● Data extracted from a collection
++++

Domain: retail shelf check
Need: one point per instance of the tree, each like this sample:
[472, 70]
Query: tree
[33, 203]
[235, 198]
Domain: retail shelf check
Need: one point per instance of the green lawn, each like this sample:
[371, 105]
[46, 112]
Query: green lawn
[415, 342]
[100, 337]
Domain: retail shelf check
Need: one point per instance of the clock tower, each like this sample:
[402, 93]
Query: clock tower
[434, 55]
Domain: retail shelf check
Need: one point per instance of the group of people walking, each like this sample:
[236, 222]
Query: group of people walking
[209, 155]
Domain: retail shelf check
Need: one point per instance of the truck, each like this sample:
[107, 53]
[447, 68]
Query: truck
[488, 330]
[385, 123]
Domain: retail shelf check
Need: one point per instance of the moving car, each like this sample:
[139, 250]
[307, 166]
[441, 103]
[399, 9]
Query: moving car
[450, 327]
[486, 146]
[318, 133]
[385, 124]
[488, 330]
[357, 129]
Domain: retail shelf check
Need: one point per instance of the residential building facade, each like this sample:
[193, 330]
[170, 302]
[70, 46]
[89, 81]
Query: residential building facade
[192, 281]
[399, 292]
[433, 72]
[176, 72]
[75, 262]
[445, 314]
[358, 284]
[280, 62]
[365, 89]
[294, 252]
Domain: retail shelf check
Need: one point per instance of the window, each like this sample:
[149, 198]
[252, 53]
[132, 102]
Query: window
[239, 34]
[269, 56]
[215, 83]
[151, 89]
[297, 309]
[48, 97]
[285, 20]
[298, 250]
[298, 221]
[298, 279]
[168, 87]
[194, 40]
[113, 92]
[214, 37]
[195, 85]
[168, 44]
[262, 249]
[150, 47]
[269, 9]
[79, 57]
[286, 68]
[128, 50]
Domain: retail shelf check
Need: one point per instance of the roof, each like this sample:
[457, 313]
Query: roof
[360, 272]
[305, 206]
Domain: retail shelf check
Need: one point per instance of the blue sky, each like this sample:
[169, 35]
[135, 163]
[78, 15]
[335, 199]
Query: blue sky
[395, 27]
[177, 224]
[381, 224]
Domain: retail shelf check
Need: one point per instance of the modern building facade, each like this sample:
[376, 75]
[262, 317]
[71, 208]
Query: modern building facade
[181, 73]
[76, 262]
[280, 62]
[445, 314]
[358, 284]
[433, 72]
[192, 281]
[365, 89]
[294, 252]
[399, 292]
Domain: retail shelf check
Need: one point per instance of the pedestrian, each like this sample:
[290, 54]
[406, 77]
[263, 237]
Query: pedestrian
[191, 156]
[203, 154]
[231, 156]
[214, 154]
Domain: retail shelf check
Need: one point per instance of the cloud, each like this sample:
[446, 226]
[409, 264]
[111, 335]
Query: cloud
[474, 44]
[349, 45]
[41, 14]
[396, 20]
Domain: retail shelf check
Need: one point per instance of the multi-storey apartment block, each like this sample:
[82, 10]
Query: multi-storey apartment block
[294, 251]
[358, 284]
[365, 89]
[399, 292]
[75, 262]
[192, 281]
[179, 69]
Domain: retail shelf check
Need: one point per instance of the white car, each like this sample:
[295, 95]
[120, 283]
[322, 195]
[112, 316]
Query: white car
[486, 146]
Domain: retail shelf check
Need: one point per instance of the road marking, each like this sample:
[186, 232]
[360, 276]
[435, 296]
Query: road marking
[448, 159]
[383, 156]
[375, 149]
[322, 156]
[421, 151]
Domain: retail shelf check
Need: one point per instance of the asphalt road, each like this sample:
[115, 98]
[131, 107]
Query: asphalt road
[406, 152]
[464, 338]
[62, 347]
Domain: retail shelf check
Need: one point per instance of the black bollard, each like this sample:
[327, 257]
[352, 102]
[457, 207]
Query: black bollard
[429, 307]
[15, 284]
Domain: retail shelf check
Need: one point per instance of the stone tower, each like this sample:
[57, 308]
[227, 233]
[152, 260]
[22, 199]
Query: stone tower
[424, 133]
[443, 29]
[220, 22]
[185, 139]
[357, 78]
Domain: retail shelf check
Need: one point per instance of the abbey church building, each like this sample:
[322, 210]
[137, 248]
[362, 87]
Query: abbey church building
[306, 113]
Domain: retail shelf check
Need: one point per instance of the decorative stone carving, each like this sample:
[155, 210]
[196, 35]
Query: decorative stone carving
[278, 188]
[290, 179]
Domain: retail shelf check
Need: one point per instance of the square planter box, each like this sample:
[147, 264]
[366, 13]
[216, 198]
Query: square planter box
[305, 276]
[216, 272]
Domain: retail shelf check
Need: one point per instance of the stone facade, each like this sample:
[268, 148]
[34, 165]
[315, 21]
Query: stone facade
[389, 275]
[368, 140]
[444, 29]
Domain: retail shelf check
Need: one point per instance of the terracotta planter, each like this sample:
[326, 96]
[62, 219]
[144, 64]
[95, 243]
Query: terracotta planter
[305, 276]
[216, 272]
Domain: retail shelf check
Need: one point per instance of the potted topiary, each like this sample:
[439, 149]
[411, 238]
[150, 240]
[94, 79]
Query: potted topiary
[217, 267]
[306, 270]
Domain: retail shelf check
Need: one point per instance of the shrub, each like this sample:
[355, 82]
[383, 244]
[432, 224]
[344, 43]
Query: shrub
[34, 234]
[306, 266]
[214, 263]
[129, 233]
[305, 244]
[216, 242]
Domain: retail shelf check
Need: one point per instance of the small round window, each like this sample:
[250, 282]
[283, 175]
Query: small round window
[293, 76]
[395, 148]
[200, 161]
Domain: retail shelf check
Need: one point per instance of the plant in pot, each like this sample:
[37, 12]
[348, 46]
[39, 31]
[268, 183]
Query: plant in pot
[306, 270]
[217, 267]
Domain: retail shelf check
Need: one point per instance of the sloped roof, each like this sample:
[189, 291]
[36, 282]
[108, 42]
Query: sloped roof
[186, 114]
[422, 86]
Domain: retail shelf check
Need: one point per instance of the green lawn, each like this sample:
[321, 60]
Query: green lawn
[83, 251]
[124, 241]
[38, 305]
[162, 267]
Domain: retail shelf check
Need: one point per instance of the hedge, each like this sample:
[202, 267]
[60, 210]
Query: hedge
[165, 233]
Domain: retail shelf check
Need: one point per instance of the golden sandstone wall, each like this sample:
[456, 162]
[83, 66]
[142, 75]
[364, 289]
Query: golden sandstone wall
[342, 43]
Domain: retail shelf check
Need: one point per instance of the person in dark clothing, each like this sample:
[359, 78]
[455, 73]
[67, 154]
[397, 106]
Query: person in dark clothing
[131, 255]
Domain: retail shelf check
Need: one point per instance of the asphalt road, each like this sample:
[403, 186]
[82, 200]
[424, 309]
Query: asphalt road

++++

● REQUIRED WORK
Above are some records; repeat all of them exactly.

● RESULT OF THIS TASK
Domain: retail shelf check
Need: one point per instance of the tree, each like this sample:
[472, 70]
Query: tree
[33, 203]
[235, 198]
Domain: retail shelf check
Need: one point per instance of the green lawn, each like this sample:
[371, 105]
[46, 112]
Query: green lawn
[415, 342]
[100, 337]
Domain: retail shelf check
Need: one point per instance of the clock tower, each like this sample:
[402, 93]
Query: clock tower
[434, 55]
Domain: retail shelf check
Need: one point per instance of the group of people walking, each like this sample:
[236, 222]
Query: group of people walking
[209, 155]
Domain: retail shelf check
Need: one point per instance of the truck, each like this sample:
[107, 53]
[447, 68]
Query: truck
[488, 330]
[385, 123]
Domain: retail shelf check
Need: one point per instance of the moving car, each like this sample:
[139, 250]
[307, 166]
[441, 103]
[399, 9]
Query: moving car
[450, 327]
[486, 146]
[318, 133]
[385, 124]
[488, 330]
[357, 129]
Domain: retail shelf check
Need: one point per instance of the residential building facade, each like this sample:
[193, 330]
[170, 302]
[70, 46]
[89, 81]
Query: residential building facade
[192, 281]
[399, 292]
[433, 72]
[176, 72]
[75, 262]
[445, 314]
[358, 284]
[280, 62]
[365, 89]
[294, 252]
Domain: retail shelf check
Need: one point per instance of the window, each like this sample:
[149, 198]
[252, 53]
[132, 102]
Query: window
[239, 34]
[269, 56]
[215, 83]
[151, 89]
[297, 309]
[48, 97]
[285, 20]
[298, 250]
[298, 221]
[298, 279]
[168, 87]
[194, 40]
[113, 92]
[214, 37]
[195, 85]
[168, 44]
[262, 249]
[150, 47]
[269, 9]
[79, 57]
[286, 68]
[128, 50]
Domain: retail shelf check
Need: one point per instance of the roof, each like this sample:
[457, 313]
Query: roof
[360, 272]
[305, 206]
Domain: retail shelf check
Need: one point per instance of the blue sky, each like this sample:
[169, 35]
[135, 163]
[78, 15]
[335, 199]
Query: blue sky
[395, 27]
[177, 224]
[381, 224]
Domain: retail shelf check
Need: one point per instance of the modern building facade, each like this sample:
[376, 75]
[262, 317]
[71, 208]
Query: modern building facade
[181, 73]
[76, 262]
[280, 62]
[445, 314]
[358, 284]
[433, 72]
[192, 281]
[365, 89]
[294, 252]
[399, 292]
Domain: retail shelf check
Need: one point per instance of the pedestrian, each like this sample:
[290, 54]
[406, 77]
[263, 237]
Query: pedestrian
[191, 156]
[203, 154]
[231, 156]
[214, 154]
Domain: retail shelf check
Need: one point per instance of the cloud, each like this sample:
[446, 226]
[409, 264]
[111, 335]
Query: cloud
[474, 44]
[349, 45]
[41, 14]
[396, 20]
Domain: retail shelf check
Need: one point per instance of the multi-storey apartment block, each like this sample:
[82, 10]
Query: multi-storey apartment block
[294, 251]
[358, 284]
[365, 89]
[399, 292]
[75, 262]
[192, 281]
[179, 69]
Domain: retail shelf check
Need: one point per instance of the white car, each like this sample:
[295, 95]
[120, 283]
[322, 195]
[112, 316]
Query: white car
[486, 146]
Domain: retail shelf check
Need: one point per instance of the road marking, each like this sample:
[186, 232]
[360, 276]
[435, 296]
Query: road marking
[448, 159]
[383, 156]
[375, 149]
[322, 156]
[421, 151]
Domain: retail shelf check
Need: one point per instance of the asphalt road, each like this sample:
[115, 98]
[131, 107]
Query: asphalt road
[406, 152]
[464, 338]
[62, 347]
Domain: retail shelf check
Need: one point per instance of the black bollard, each like this sample:
[327, 257]
[352, 102]
[457, 207]
Query: black bollard
[429, 307]
[15, 284]
Domain: retail shelf check
Need: one point per instance of the stone tower, each like this sample:
[57, 308]
[227, 233]
[152, 260]
[22, 199]
Query: stone tower
[424, 133]
[443, 29]
[220, 22]
[185, 139]
[357, 78]
Domain: retail shelf check
Need: one point per instance of the abbey church building, each like this sample:
[322, 210]
[137, 248]
[362, 87]
Query: abbey church building
[306, 113]
Domain: retail shelf check
Need: one point per instance of the decorative stone carving, each like this sample:
[155, 210]
[196, 35]
Query: decorative stone carving
[278, 188]
[290, 179]
Domain: retail shelf check
Need: one point per instance of the square planter box, each like this sample:
[147, 264]
[366, 13]
[216, 198]
Query: square planter box
[305, 276]
[216, 272]
Domain: retail shelf check
Need: one point per instance of the stone facade, each like this sample:
[268, 148]
[34, 165]
[315, 21]
Query: stone facade
[389, 275]
[368, 140]
[444, 29]
Domain: retail shelf check
Need: one point per instance of the terracotta planter, each like this sample:
[326, 96]
[62, 219]
[144, 64]
[95, 243]
Query: terracotta planter
[305, 276]
[216, 272]
Domain: retail shelf check
Need: one point per instance of the potted topiary, each like this sample:
[439, 149]
[411, 238]
[150, 240]
[94, 79]
Query: potted topiary
[217, 267]
[306, 270]
Domain: retail shelf check
Need: one point per instance of the shrub, each like this sample:
[355, 82]
[383, 244]
[432, 224]
[344, 43]
Query: shrub
[34, 234]
[306, 266]
[214, 263]
[129, 233]
[305, 244]
[216, 242]
Domain: retail shelf check
Need: one point per instance of the small round window, each like this sample:
[250, 282]
[283, 175]
Query: small round window
[293, 76]
[395, 148]
[200, 161]
Domain: retail shelf check
Need: one point per instance of the plant in pot, each like this sample:
[37, 12]
[348, 46]
[39, 31]
[268, 183]
Query: plant in pot
[306, 270]
[217, 267]
Domain: retail shelf check
Need: one point per instance of the sloped roof, each like this sample:
[189, 291]
[36, 282]
[108, 42]
Query: sloped roof
[186, 114]
[422, 86]
Domain: retail shelf check
Need: one point per instance of the green lawn, each like this sample:
[321, 60]
Query: green lawn
[83, 251]
[124, 241]
[38, 305]
[162, 267]
Domain: retail shelf check
Need: one point per instance of the hedge, each like this sample:
[202, 267]
[60, 210]
Query: hedge
[165, 233]
Domain: retail shelf check
Need: one point per instance of the golden sandstone wall, each like this sample:
[456, 162]
[83, 66]
[142, 75]
[364, 289]
Query: golden sandstone wall
[342, 43]
Domain: retail shelf check
Need: one point per instance of the person in dark clothing, each like this sample:
[359, 78]
[455, 73]
[67, 154]
[397, 106]
Query: person in dark clothing
[131, 255]
Domain: retail shelf check
Need: one point per instance of the asphalt road, each like this sample:
[403, 186]
[82, 200]
[424, 309]
Query: asphalt road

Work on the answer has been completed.